Hi Sergey,

+1 for this FLIP. But one last comment:

@Ron: I'm fine excluding adding/altering physical columns. But should we still allow the case where the data type of column should be declared or the column name or COMMENT?

E.g. take:

CREATE MATERIALIZED TABLE AS SELECT 'Hello';

By default it will result in (CHAR(5)). Shouldn't we allow users to define:


CREATE MATERIALIZED TABLE (name STRING) AS SELECT 'Hello';

We can forbid adding additional columns, but at least the one of the query could be better defined.

Also e.g.:

CREATE MATERIALIZED TABLE (name STRING COMMENT 'Comment of the user') AS SELECT 'Hello';

What do you think?

Cheers,
Timo





On 02.11.25 23:35, Sergey Nuyanzin wrote:
Great, thank you Ron!

In case there is no more feedback
I would suggest to move to voting[1] step

[1] https://lists.apache.org/thread/x7k41wtmp15wrcg7dqpb1f8tw1wstk0s

On Thu, Oct 30, 2025 at 2:34 AM Ron Liu <[email protected]> wrote:

Thanks for update, LGTM.

Best,
Ron

Sergey Nuyanzin <[email protected]> 于2025年10月30日周四 08:18写道:

Cool, thank you
updated FLIP
would be great if you have time to check it and tell if anything else
should be changed

On Wed, Oct 29, 2025 at 2:47 AM Ron Liu <[email protected]> wrote:

Hi, Sergey

Makes sense to me.

Best,
Ron

Sergey Nuyanzin <[email protected]> 于2025年10月29日周三 06:29写道:

Hi Ron,
thank you for your reply

I agree with the case for a compute column or metadata column, but
I
still
don't think physical columns should be added. I haven't seen a
real-world
case for it, so it shouldn't be supported with that syntax.

As mentioned above, I'm ok to exclude physical columns from this FLIP
and introduce a separate validation which will forbid them.

If this sounds ok, then I will update FLIP's page about that

On Tue, Oct 28, 2025 at 2:45 AM Ron Liu <[email protected]> wrote:

Hi, Sergey

Sorry for late reply.

About more realworld case: sometimes it is required to pass extra
information like e.g. headers with help of compute or metadata
columns.

We can add extra validation telling that physical columns are not
allowed to be added/modified/dropped.

However even with metadata/compute columns it will require rewriting
the query (which will be done as a part of the operation).
WDYT?

I agree with the case for a compute column or metadata column, but I
still
don't think physical columns should be added. I haven't seen a
real-world
case for it, so it shouldn't be supported with that syntax.


Best,
Ron


Sergey Nuyanzin <[email protected]> 于2025年10月21日周二 17:19写道:

Hi Ron,
sorry for the delay

About more realworld case: sometimes it is required to pass extra
information like e.g. headers with help of compute or metadata
columns.

We can add extra validation telling that physical columns are not
allowed to be added/modified/dropped.

However even with metadata/compute columns it will require
rewriting
the query (which will be done as a part of the operation).
WDYT?

A new question: regarding the operation ALTER MATERIALIZED TABLE
MyTable
ADD PARTITION (p1=1, p2='a') WITH ('k1'='v1'),  what is its
intended
semantics? Is it purely a metadata-only operation, or does it also
trigger
a job to refresh data for the new partition? I believe it should
be
the
latter—what’s your view?

[Extracted records]
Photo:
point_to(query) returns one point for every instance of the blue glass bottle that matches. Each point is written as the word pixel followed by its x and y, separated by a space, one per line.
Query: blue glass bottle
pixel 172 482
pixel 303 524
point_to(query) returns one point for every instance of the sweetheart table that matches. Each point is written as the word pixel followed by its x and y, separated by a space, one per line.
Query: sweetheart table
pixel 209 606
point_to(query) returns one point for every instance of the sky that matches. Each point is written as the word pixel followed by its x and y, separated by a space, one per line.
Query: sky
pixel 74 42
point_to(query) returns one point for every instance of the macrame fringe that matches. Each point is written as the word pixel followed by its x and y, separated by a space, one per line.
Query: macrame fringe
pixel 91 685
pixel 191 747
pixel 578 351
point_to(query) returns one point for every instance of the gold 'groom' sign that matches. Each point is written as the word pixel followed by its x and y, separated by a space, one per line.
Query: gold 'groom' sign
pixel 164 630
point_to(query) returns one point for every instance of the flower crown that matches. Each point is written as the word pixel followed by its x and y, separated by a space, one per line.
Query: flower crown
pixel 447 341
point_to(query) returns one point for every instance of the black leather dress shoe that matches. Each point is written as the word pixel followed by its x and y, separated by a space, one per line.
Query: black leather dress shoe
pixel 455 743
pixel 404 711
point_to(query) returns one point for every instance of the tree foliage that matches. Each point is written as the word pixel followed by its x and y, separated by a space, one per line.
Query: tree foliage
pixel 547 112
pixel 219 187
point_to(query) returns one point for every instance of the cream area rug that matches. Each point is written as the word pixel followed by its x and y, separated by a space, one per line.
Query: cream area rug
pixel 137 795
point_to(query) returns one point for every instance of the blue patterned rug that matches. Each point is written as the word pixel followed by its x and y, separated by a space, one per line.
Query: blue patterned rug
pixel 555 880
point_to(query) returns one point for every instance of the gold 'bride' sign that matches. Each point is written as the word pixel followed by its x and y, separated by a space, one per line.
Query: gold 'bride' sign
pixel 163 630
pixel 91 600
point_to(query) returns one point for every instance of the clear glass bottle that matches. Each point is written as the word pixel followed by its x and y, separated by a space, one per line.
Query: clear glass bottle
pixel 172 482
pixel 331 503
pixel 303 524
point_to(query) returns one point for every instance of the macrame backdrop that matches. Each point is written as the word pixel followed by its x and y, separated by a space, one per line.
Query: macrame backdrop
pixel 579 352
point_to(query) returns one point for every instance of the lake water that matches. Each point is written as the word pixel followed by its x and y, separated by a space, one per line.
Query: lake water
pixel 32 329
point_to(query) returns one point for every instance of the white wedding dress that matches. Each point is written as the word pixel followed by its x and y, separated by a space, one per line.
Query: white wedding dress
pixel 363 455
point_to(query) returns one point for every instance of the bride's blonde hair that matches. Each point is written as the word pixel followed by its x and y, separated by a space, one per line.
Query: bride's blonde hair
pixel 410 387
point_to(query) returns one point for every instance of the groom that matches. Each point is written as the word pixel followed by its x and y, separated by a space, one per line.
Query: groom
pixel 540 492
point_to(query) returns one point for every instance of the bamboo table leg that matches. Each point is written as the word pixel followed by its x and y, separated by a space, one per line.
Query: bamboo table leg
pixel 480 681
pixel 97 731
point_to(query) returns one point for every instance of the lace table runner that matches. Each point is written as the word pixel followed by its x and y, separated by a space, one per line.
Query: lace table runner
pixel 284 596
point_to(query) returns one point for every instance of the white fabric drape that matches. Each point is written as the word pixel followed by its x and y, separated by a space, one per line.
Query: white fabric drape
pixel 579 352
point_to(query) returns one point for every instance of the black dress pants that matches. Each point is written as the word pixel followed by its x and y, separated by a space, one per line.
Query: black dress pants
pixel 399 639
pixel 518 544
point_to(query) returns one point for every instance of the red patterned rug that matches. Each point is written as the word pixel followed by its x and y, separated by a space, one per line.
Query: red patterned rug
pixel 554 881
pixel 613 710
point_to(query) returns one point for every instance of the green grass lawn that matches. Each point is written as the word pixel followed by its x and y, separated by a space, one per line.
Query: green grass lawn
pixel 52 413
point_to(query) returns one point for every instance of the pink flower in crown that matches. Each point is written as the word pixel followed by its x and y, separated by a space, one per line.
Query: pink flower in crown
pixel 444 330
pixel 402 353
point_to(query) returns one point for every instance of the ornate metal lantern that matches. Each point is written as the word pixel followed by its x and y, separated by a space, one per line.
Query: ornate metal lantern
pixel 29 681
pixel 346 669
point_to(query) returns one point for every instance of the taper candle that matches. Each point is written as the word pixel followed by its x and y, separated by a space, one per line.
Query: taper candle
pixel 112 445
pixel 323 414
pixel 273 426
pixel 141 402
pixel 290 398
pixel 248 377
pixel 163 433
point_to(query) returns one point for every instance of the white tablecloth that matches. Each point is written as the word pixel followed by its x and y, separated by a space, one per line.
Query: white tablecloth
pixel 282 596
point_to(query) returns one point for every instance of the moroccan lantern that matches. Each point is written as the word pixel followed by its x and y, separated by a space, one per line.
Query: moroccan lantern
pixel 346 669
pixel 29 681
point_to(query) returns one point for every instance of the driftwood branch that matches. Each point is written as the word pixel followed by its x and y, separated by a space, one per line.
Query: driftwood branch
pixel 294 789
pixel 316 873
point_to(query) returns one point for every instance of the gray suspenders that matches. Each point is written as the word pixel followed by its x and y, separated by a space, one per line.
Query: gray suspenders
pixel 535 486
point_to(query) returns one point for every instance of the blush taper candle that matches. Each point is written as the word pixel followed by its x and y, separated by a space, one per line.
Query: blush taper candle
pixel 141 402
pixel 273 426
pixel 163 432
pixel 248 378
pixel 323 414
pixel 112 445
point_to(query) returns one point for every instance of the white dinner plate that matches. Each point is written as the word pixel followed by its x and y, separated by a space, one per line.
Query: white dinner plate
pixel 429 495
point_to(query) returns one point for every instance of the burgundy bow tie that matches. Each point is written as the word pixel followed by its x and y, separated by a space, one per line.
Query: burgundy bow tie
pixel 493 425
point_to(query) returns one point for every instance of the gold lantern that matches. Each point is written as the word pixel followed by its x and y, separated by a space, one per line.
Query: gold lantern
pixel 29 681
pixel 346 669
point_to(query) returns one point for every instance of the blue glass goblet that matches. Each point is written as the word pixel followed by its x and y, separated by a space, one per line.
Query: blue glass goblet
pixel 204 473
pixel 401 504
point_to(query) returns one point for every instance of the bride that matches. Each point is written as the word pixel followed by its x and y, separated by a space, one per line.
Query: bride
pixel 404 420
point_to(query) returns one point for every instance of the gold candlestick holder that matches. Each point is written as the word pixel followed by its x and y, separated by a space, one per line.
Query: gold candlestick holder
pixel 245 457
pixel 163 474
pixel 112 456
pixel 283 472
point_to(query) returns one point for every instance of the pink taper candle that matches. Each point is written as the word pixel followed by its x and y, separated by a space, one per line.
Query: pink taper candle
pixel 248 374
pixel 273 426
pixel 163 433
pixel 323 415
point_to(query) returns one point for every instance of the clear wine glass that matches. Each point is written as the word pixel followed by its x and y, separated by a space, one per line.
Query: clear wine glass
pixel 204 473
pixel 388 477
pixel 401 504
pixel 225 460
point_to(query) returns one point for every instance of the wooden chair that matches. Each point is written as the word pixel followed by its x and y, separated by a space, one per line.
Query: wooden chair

...

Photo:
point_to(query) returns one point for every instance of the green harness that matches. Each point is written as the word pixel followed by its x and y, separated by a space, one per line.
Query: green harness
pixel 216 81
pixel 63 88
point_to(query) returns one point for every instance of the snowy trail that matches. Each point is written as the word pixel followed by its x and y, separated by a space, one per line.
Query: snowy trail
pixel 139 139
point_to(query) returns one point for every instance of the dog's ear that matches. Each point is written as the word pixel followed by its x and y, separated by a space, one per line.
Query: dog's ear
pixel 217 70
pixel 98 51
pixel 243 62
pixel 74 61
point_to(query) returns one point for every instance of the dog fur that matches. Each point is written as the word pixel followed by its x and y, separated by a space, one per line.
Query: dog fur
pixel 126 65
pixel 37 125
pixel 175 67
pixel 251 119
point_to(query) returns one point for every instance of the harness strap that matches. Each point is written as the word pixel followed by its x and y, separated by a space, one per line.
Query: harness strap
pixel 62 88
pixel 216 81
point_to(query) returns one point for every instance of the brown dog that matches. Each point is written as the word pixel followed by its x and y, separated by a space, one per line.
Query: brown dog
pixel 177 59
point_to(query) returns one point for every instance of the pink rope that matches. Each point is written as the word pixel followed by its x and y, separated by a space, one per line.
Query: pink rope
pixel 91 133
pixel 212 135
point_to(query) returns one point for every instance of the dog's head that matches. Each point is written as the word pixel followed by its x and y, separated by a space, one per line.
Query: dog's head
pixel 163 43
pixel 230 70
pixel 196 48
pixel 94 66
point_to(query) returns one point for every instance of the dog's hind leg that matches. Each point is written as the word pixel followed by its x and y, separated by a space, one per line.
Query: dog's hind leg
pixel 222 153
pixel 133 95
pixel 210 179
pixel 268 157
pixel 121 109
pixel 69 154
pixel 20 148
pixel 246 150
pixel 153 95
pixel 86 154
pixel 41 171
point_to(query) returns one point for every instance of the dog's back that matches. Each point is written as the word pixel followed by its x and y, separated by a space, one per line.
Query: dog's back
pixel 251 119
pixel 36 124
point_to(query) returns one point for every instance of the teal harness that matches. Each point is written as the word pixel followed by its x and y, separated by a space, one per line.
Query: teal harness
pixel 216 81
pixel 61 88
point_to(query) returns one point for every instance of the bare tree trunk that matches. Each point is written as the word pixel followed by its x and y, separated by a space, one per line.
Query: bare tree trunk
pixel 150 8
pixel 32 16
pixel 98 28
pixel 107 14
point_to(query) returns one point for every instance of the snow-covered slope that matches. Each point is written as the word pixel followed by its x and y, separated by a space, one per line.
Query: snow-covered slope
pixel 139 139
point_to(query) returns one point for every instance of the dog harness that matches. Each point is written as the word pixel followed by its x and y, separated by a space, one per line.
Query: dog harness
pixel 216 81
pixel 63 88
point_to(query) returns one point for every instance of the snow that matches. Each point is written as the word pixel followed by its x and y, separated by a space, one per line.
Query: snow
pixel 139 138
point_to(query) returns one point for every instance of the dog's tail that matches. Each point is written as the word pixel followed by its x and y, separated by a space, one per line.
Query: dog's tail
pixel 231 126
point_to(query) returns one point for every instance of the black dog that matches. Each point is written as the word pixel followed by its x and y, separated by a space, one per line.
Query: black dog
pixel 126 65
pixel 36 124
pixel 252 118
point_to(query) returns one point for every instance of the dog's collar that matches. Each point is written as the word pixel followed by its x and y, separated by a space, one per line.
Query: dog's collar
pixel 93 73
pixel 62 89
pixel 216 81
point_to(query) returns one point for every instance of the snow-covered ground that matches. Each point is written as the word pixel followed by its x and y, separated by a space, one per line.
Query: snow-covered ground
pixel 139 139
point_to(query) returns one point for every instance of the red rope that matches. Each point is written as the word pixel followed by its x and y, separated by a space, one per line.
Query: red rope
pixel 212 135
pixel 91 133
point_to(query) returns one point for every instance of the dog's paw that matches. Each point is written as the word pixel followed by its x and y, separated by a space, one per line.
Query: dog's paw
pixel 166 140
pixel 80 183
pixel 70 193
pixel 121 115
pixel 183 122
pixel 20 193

--

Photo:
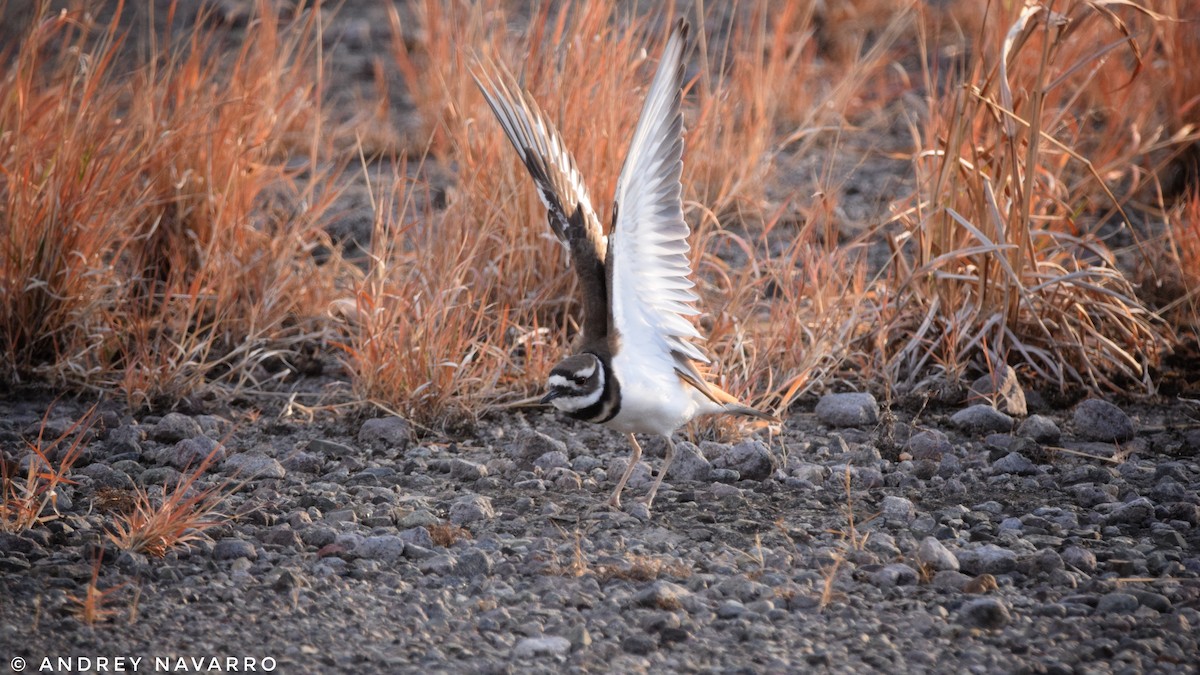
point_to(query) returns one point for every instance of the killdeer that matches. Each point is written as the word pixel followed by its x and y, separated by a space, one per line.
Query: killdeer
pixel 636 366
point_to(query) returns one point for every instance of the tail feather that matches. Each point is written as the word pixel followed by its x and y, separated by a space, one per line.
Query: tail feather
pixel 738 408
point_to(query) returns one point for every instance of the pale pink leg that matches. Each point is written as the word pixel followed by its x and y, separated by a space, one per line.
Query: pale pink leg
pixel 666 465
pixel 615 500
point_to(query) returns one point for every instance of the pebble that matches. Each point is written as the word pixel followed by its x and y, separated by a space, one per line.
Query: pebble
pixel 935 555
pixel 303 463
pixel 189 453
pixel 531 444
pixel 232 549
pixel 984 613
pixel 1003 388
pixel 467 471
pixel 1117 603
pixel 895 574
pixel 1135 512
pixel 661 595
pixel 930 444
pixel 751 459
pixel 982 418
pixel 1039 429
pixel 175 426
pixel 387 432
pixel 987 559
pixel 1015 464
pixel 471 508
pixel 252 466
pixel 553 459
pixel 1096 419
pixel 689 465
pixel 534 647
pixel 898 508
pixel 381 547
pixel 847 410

Given exercise A →
In the entries, could you update everything from the line containing "of the harness" down to the line containing "pixel 61 88", swapping "instance" for "occurrence" and keeping all else unchanged?
Given exercise B →
Can you carry the mailing-list thread on materialized tables forward from its last line?

Response A →
point_to(query) returns one point for every occurrence of the harness strap that matches. Each point is written as the word pixel followed by its x and y, separated by a space, one per line.
Query: harness strap
pixel 62 88
pixel 216 81
point_to(query) returns one point for every occurrence of the brown dog that matches. Each point is written as the word pixel followed by its x and y, separated by a space, one per line.
Query: brown dog
pixel 177 59
point_to(query) returns one point for every occurrence of the pink rope that matches. Each point is written as the word pixel followed by its x and y, separated by a space, one per line.
Query: pink rope
pixel 91 133
pixel 212 135
point_to(query) returns one point for every occurrence of the dog's head that matches. Each point is written as the word pixel followed by its x and y, separated by a space, one per line.
Query: dog's head
pixel 163 43
pixel 230 70
pixel 196 48
pixel 94 66
point_to(query) returns one point for every occurrence of the dog's hind leg that matches. Each point is written as the word pixel followed by its x and y, separated by a space, one per line.
Query: dog's hind leg
pixel 222 153
pixel 133 95
pixel 210 179
pixel 268 157
pixel 121 109
pixel 69 154
pixel 20 148
pixel 246 150
pixel 153 95
pixel 86 154
pixel 41 171
point_to(query) returns one point for every occurrence of the dog's back that matches. Each point is written as the word pixel followed by its x and y, separated by a space, one per line.
Query: dog's back
pixel 251 119
pixel 36 124
point_to(query) returns one point for every occurrence of the teal harness that matches. Each point is written as the word pixel followed by its x and y, separated by a space, one per line.
Query: teal harness
pixel 216 81
pixel 61 88

Response B →
yes it also should trigger job after that

On Fri, Oct 10, 2025 at 4:39 AM Ron Liu <[email protected]>
wrote:

Hi, Sergey.

Thanks for your quick response.

Probably one of the main use cases here is column name
reservation
for
the future.

I haven’t seen a concrete real-world business use case for this
feature.
My
concern is: if the sole motivation is to align syntactically with
CTAS
(Create Table As Select), what is its actual value and
significance?

Isn't it the same in the case of tables and pipelines bound
to
them?
I was thinking that since there is MaterializedTableManager, then
based on coming TableChangeOperation
it could decide then how to process such change: for example full
recompute or something more sophisticated

I believe this is not entirely equivalent to a regular table:

    - A materialized table consists of multiple components: table
metadata,
    pipeline, and data. The pipeline is an integral part of the
materialized
    table and is managed by it. We must ensure the stability and
consistency of
    all these components.
    - Unlike regular tables, the schema and data of a materialized
table
are
    derived from and continuously updated by its defining query.
Therefore,
    when adding, modifying, or dropping columns, the correct
approach
should be
    to first update the query, and let the query drive the schema
change.
    This is logically sound and delivers real business value. This
capability
    is already supported in FLIP-492[1] and FLIP-546 and can be
further
    extended.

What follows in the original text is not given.